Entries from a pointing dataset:
◆ ◆ ◆ ◆ ◆ ◆ ◆

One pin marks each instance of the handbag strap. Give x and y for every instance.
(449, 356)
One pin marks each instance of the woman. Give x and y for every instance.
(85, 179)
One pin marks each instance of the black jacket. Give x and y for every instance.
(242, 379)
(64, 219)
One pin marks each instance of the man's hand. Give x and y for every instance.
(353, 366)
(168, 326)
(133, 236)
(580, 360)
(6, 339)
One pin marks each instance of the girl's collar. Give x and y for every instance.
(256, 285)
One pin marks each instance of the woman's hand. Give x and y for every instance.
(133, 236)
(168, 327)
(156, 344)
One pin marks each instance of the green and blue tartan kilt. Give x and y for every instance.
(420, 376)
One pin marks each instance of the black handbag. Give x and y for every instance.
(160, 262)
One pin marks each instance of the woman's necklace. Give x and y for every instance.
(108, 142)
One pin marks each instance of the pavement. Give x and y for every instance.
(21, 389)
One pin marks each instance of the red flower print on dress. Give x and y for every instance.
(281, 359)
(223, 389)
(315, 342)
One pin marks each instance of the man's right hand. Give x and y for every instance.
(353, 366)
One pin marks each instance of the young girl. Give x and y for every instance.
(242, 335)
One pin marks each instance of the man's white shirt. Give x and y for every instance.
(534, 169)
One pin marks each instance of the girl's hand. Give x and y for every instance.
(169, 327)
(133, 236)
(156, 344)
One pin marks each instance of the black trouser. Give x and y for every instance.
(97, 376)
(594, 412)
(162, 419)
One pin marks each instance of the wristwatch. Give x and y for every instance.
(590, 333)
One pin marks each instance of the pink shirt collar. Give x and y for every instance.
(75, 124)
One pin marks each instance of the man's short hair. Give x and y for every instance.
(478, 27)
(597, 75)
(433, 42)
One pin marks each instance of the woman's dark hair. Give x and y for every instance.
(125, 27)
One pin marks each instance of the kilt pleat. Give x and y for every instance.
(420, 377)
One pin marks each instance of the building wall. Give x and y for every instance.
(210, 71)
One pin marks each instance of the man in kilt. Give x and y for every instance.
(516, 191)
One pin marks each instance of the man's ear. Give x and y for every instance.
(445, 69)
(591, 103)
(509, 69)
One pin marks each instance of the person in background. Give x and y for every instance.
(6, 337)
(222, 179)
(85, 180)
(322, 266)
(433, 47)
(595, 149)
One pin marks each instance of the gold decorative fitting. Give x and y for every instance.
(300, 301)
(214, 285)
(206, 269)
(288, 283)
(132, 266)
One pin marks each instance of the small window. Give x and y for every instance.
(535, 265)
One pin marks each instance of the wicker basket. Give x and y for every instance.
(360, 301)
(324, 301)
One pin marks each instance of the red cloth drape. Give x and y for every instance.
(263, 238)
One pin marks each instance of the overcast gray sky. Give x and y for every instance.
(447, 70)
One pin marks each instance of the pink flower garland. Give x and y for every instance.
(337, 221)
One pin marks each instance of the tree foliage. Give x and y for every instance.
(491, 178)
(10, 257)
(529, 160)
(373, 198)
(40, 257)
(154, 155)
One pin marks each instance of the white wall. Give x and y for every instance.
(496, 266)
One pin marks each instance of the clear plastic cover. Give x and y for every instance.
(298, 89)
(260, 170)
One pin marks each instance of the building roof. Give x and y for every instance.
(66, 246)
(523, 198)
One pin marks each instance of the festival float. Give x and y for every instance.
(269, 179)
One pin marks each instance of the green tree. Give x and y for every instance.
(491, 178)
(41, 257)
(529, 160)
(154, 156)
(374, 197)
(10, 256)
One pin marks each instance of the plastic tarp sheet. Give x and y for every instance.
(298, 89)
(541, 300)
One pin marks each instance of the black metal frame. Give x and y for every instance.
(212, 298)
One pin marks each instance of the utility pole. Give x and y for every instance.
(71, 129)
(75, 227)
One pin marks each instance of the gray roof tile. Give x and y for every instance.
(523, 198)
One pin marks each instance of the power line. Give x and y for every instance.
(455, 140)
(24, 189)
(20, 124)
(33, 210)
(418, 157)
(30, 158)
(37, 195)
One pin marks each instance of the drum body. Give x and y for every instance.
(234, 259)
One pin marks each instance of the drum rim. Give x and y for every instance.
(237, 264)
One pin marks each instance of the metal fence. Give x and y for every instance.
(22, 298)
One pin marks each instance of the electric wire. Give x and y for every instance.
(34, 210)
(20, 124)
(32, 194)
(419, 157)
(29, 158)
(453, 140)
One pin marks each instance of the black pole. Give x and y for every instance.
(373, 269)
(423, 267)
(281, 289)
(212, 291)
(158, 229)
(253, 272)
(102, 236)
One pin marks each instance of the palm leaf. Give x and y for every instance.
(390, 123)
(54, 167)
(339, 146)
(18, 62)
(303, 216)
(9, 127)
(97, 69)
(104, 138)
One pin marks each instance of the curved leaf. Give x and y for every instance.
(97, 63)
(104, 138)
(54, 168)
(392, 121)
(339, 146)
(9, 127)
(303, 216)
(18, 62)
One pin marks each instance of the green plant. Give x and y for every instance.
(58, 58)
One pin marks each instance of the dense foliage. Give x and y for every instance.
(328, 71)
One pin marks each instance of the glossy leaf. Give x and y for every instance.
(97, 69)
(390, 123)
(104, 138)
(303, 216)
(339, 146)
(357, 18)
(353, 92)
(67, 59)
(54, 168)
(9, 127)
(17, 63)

◆ ◆ ◆ ◆ ◆ ◆ ◆

### WRITTEN PROBLEM
Copy out all of the lines above exactly.

### PROBLEM SOLUTION
One pin marks each instance of the handbag strap. Give x and y for every instance.
(449, 356)
One pin marks each instance of the woman. Give x and y for every instance.
(85, 179)
One pin marks each instance of the black jacket. Give x and y for every instance.
(242, 379)
(64, 219)
One pin marks each instance of the man's hand. Give x and y for every instance.
(353, 366)
(168, 326)
(133, 236)
(580, 360)
(6, 339)
One pin marks each instance of the girl's collar. Give x and y for every instance.
(256, 285)
One pin marks each instance of the woman's hand. Give x and y for every instance.
(133, 236)
(168, 327)
(156, 344)
One pin marks each instance of the green and blue tartan kilt. Give x and y for every instance.
(420, 376)
One pin marks each instance of the black handbag. Give x and y for every instance.
(160, 262)
One pin marks each instance of the woman's necklace. Give x and y for every instance.
(108, 142)
One pin marks each instance of the pavement. Give x and y for every instance.
(21, 389)
One pin marks each instance of the red flower print on dress. Give x and y for every instance.
(281, 359)
(223, 389)
(315, 342)
One pin marks each instance of the man's right hand. Give x and y for every instance.
(353, 366)
One pin marks each instance of the young girl. Give x and y for every instance.
(242, 335)
One pin marks each instance of the man's white shirt. Give x and y for every instance.
(534, 169)
One pin marks each instance of the girl's hand. Give x and y for every instance.
(169, 327)
(133, 236)
(156, 344)
One pin marks each instance of the black trouser. Give x and y for every instance.
(97, 376)
(594, 412)
(162, 419)
One pin marks each instance of the wristwatch. Give x and y for every instance.
(590, 333)
One pin marks each instance of the pink shirt collar. Give x and y for every instance.
(75, 124)
One pin marks each instance of the man's short hair. Give x and y for every instance.
(478, 27)
(597, 75)
(433, 42)
One pin marks each instance of the woman's dark hair. Give x and y for every instance.
(125, 27)
One pin marks each instance of the kilt pleat. Give x and y for every instance.
(420, 377)
One pin marks each instance of the building wall. Give x and y for every instance.
(210, 71)
One pin marks each instance of the man in kilt. Give x and y for every instance.
(516, 191)
One pin marks each instance of the man's ear. Give x and y for every instance.
(445, 69)
(591, 103)
(509, 69)
One pin marks each instance of the person in background. Give x and y for every instance.
(6, 337)
(222, 179)
(85, 180)
(322, 266)
(433, 47)
(595, 149)
One pin marks each instance of the gold decorative fitting. Give x and y for every instance.
(300, 301)
(214, 285)
(206, 269)
(288, 283)
(132, 266)
One pin marks each instance of the small window. Give x and y for every instance.
(535, 265)
One pin marks each instance of the wicker basket. Give x and y for every instance.
(360, 301)
(324, 301)
One pin marks each instance of the red cloth drape. Give x and y for every instance.
(263, 238)
One pin marks each instance of the overcast gray sky. Give x and y for every instance.
(447, 70)
One pin marks each instance of the pink flower garland. Give x and y for every instance.
(337, 221)
One pin marks each instance of the tree foliage. Give x and y for every instance.
(491, 178)
(10, 257)
(529, 160)
(373, 198)
(40, 257)
(154, 155)
One pin marks each instance of the white wall. Give x and y for every instance.
(496, 266)
One pin marks each instance of the clear plastic cover. Give x and y for every instance.
(298, 89)
(260, 170)
One pin marks each instance of the building roof. Give x and y for every instance.
(66, 246)
(523, 198)
One pin marks each instance of the festival float. Give x and y for every instance.
(269, 179)
One pin marks each instance of the green tree. Give x and y for every instance.
(491, 178)
(41, 257)
(529, 160)
(154, 156)
(374, 197)
(10, 256)
One pin marks each instance of the plastic tarp sheet. Give x and y for every instance.
(298, 89)
(541, 300)
One pin marks each instance of the black metal frame. Give x and y for every instance.
(212, 298)
One pin marks each instance of the utility pole. Give x and y for every instance.
(71, 129)
(75, 227)
One pin marks each instance of the gray roof tile. Give x and y for every instance.
(523, 198)
One pin marks each instance of the power line. Give x and y for every instance.
(455, 140)
(24, 189)
(20, 124)
(33, 210)
(418, 157)
(30, 158)
(37, 195)
One pin marks each instance of the drum body. Give x and y for every instance.
(234, 259)
One pin marks each instance of the drum rim. Give x and y for every instance.
(237, 264)
One pin marks each instance of the metal fence. Give x and y for every instance.
(22, 298)
One pin marks each instance of the electric wire. Give x and y for every instance.
(34, 210)
(20, 124)
(32, 194)
(419, 157)
(29, 158)
(453, 140)
One pin marks each instance of the black pole. Give x and y for every instance.
(373, 269)
(423, 267)
(281, 289)
(212, 291)
(158, 229)
(253, 272)
(102, 236)
One pin marks each instance of the palm leaf. Give x and y for every instance.
(390, 123)
(54, 167)
(339, 146)
(18, 62)
(303, 216)
(9, 127)
(97, 69)
(104, 138)
One pin marks each instance of the curved leaf. Give x and y for every instance.
(97, 63)
(104, 138)
(54, 168)
(392, 121)
(339, 146)
(9, 127)
(303, 216)
(18, 62)
One pin marks each instance of the green plant. Give x and y for every instance.
(58, 58)
One pin marks each instance of the dense foliage. Give x and y for every instance.
(328, 71)
One pin marks each instance of the glossy leaf. Give x and y for every instance.
(97, 69)
(390, 123)
(104, 138)
(303, 216)
(339, 146)
(357, 18)
(353, 92)
(67, 59)
(54, 168)
(9, 127)
(17, 63)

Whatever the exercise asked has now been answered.